#### Supplied information ####
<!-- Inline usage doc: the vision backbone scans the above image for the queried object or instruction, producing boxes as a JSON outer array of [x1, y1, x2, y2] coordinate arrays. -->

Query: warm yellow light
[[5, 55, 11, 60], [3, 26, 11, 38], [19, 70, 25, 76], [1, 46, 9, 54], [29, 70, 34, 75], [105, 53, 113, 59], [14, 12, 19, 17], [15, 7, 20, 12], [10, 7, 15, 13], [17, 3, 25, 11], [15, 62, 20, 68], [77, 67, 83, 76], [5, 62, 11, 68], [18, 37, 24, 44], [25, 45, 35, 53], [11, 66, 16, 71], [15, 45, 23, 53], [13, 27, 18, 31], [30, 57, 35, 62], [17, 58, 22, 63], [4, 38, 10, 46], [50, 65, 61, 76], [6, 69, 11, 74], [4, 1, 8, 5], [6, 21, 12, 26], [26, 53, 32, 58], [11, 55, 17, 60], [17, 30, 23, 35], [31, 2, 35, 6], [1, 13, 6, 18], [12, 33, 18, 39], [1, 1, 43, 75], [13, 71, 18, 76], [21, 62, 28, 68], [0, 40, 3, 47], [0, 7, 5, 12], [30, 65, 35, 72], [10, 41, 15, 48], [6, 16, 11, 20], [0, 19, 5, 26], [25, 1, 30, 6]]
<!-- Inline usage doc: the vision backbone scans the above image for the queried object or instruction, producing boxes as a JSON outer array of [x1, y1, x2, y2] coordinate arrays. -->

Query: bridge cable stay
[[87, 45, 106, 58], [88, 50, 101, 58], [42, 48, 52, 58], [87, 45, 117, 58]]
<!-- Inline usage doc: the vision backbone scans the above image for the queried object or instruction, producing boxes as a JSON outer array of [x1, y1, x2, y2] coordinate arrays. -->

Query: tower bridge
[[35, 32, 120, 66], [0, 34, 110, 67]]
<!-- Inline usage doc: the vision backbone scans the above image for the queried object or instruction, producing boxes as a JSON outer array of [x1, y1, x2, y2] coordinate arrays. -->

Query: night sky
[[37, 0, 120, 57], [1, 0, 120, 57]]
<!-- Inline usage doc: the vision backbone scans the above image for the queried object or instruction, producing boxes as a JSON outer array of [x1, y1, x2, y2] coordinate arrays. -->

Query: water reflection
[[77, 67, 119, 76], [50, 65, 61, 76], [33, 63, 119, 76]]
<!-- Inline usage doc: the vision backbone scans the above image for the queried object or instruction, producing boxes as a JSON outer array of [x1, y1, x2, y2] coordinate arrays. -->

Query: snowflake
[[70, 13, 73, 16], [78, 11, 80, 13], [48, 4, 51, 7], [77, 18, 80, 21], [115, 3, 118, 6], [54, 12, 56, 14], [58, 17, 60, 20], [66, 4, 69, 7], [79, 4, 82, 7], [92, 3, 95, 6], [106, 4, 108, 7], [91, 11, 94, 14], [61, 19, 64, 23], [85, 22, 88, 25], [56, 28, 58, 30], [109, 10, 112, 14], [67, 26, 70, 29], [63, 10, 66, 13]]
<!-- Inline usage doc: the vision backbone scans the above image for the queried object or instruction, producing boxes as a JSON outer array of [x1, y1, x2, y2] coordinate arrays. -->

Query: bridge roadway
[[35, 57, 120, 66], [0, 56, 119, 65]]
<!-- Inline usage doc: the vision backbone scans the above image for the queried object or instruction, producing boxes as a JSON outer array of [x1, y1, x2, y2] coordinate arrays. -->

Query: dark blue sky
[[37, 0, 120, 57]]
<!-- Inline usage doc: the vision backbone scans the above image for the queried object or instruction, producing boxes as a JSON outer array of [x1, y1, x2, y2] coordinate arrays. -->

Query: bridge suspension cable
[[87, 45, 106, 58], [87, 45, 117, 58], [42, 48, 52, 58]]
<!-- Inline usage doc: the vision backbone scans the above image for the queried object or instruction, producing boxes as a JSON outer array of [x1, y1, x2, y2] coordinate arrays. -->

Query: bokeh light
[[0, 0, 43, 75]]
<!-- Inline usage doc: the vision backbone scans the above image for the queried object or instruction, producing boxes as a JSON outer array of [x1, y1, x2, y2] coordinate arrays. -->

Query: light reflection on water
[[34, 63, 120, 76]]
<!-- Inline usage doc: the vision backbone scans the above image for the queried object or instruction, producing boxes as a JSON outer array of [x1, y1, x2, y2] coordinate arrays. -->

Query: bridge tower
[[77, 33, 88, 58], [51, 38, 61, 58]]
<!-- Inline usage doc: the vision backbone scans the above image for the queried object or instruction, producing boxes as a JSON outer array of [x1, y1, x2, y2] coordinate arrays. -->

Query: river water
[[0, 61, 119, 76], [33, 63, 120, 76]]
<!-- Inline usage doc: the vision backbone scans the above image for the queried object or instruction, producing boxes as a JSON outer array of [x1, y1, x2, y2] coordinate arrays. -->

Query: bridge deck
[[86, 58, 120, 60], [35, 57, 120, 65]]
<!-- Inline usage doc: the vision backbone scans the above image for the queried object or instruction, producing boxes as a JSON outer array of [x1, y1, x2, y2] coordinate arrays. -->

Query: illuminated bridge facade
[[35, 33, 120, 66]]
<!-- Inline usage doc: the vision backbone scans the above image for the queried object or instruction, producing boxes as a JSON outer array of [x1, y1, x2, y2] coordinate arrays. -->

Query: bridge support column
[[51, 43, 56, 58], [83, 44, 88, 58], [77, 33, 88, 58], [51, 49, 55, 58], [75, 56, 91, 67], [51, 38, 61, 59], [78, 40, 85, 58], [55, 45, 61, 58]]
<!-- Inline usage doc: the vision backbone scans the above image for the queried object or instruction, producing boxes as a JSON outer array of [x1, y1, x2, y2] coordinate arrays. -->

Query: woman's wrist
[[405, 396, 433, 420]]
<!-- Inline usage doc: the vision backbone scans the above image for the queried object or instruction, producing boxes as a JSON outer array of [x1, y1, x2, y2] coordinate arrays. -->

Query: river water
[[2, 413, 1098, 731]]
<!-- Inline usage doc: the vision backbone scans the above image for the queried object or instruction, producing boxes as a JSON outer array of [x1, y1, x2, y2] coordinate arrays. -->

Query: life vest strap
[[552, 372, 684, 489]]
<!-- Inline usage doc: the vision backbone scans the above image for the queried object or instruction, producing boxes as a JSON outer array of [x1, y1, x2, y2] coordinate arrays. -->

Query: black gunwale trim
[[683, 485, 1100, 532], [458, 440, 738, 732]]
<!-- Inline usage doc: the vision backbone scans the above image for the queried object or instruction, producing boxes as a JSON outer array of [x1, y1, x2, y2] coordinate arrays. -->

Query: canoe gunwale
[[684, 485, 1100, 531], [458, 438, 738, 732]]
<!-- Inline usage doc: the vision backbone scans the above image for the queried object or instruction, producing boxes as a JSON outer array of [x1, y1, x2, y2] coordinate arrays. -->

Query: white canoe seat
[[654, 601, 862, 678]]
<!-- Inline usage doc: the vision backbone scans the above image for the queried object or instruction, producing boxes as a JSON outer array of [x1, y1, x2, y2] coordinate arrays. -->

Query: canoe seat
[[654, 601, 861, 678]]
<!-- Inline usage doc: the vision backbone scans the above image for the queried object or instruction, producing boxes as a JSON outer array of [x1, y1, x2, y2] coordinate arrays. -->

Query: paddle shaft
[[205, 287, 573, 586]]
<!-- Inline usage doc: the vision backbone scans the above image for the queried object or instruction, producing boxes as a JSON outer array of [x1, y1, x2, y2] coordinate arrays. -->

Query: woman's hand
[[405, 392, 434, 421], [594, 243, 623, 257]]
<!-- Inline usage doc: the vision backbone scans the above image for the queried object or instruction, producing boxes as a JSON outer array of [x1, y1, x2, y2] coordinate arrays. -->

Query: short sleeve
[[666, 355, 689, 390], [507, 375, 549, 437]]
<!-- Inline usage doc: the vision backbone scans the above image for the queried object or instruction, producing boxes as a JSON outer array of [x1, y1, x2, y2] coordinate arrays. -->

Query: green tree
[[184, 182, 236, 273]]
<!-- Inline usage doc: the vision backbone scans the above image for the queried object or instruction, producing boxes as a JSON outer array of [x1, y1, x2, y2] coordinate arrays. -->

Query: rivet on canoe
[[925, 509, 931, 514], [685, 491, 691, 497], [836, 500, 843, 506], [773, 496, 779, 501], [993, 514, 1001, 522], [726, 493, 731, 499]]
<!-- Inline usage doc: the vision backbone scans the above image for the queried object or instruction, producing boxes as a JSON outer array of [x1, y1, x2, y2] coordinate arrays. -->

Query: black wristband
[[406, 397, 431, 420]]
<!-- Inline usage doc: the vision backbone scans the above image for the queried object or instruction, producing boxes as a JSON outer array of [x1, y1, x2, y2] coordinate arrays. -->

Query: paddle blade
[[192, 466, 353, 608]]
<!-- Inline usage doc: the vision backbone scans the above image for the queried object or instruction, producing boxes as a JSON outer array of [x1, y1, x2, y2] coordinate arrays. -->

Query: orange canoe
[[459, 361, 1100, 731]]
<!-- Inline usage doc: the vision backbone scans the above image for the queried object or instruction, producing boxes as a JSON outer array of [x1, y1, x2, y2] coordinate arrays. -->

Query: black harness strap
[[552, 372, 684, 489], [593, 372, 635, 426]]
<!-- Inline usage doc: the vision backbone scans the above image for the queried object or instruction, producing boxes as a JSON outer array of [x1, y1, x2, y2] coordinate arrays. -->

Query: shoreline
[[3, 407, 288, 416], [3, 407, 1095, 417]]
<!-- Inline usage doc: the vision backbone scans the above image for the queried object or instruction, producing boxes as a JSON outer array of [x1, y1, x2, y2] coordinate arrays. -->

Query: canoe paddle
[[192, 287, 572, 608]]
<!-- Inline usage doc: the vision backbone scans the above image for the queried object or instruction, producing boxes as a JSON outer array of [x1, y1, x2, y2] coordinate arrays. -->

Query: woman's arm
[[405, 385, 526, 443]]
####
▶ Try it: The lines from the one containing "Query: shoreline" through the last line of the records are to be transcribed exactly, with nothing else added.

▶ Written answer:
Query: shoreline
[[3, 407, 288, 416], [3, 407, 1095, 417]]
<!-- Inline usage doc: the vision backbone scans the above image for the queried object or instruction, producing boxes as a JSON outer array of [x1, y1, x2, y2] coordinate arrays. -->

Query: canoe paddle
[[192, 287, 572, 608]]
<!-- Inline usage doc: the vision backbone scans the above image for the queried object or instruction, producing boxes as a JSON outer array of [x1, y1, x2, y2] coordinate arrays. -->

Query: woman's arm
[[405, 385, 526, 443]]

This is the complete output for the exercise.